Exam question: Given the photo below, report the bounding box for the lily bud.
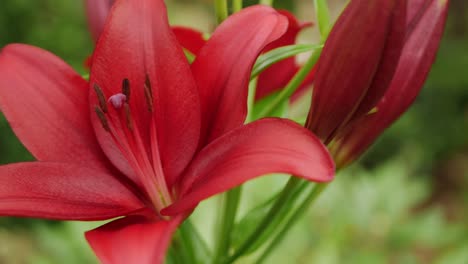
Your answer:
[306,0,407,143]
[330,0,449,168]
[84,0,115,42]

◆ ◆ ◆

WHAT TO PRODUCE: Your copy should match the data exactly, apart from the images, which are dropped.

SOLVED PROBLEM:
Exam question: Given the photo below, report the bounding box for the lily bud.
Your answer:
[306,0,407,143]
[330,0,449,168]
[84,0,115,42]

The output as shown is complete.